- [TEXTO PARA LEITURA]
################

Diante do exposto, o objetivo do presente estudo foi investigar a relação entre o temperamento infantil e o envolvimento parental, em famílias formadas por mãe, pai e ao menos uma criança com idade entre 4 e 6 anos. Para além das lacunas identificadas na literatura, o presente estudo busca oferecer subsídios ao aprimoramento de intervenções, a partir do aprofundamento da compreensão das relações familiares e do desenvolvimento infantil.
Método
Participantes e Contexto
Participaram do estudo 150 mães e 150 pais (N = 300) que constituíam famílias formadas por mãe, pai e ao menos uma criança entre 4 e 6 anos de idade, compondo uma amostra populacional por conveniência1. Foram incluídos na amostra apenas mães e pais, biológicos ou não, que haviam completado 18 anos quando do nascimento da criança focal e estavam coabitando há pelo menos um ano quando os dados foram coletados. O recrutamento dos participantes ocorreu por meio de 28 instituições de Educação Infantil (públicas e privadas), localizadas em quatro cidades litorâneas de um estado do Sul do Brasil. A coleta de dados foi realizada entre os anos de 2010 e 2012.
A amostra foi composta majoritariamente por famílias nucleares, com pais biológicos de todos os filhos (85%). Em média, essas famílias tinham dois filhos (M = 1,91; DP = 0,93). No que diz respeito à criança focal, em particular, 53% eram meninas e 47% eram meninos. Dessas crianças, 39% tinham 4 anos, 47% tinham 5 anos, e 14% tinham 6 anos completos, no momento em que os dados foram coletados.

################

- [DADOS BRUTOS]
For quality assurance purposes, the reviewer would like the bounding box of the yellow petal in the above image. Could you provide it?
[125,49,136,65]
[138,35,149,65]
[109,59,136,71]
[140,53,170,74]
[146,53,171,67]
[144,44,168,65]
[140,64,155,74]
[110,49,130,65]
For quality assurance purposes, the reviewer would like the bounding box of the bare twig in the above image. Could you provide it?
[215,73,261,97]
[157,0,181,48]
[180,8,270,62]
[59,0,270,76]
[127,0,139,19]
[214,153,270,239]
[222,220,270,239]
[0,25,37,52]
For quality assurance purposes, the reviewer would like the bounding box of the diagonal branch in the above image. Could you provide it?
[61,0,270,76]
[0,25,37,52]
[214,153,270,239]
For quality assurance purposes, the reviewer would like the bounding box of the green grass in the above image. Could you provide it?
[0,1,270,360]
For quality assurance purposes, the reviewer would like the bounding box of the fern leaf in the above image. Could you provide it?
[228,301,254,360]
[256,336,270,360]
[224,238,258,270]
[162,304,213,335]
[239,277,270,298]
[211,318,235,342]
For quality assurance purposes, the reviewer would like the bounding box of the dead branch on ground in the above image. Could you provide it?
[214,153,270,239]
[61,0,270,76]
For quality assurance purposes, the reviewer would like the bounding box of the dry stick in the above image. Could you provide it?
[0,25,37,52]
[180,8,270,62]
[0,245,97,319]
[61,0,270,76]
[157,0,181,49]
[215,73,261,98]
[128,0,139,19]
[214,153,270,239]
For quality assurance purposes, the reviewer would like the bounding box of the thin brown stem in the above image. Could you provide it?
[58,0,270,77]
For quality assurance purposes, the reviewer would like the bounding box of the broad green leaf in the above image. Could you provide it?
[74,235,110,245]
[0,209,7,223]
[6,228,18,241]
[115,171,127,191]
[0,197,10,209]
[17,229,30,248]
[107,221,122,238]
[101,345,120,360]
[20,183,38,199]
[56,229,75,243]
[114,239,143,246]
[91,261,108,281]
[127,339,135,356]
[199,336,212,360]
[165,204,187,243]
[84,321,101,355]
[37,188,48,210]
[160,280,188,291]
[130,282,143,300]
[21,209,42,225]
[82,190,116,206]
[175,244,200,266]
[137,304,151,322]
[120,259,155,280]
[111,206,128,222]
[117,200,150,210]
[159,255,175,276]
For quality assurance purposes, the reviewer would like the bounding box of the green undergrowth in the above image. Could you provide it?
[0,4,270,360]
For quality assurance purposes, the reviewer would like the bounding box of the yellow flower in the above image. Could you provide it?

################

- [O QUE FAZER]
1) No texto sobre temperamento infantil e envolvimento parental, indique cada idade da criança focal junto com a porcentagem de crianças dessa idade.
2) Digite novamente o trecho do texto sobre temperamento infantil que começa nas palavras "A amostra foi" e termina depois de "que os dados foram coletados.".
As linhas não servem para nenhuma das tarefas.

- [RESPOSTAS POR TAREFA]
1)
4 anos: 39%
5 anos: 47%
6 anos: 14%

2)
A amostra foi composta majoritariamente por famílias nucleares, com pais biológicos de todos os filhos (85%). Em média, essas famílias tinham dois filhos (M = 1,91; DP = 0,93). No que diz respeito à criança focal, em particular, 53% eram meninas e 47% eram meninos. Dessas crianças, 39% tinham 4 anos, 47% tinham 5 anos, e 14% tinham 6 anos completos, no momento em que os dados foram coletados.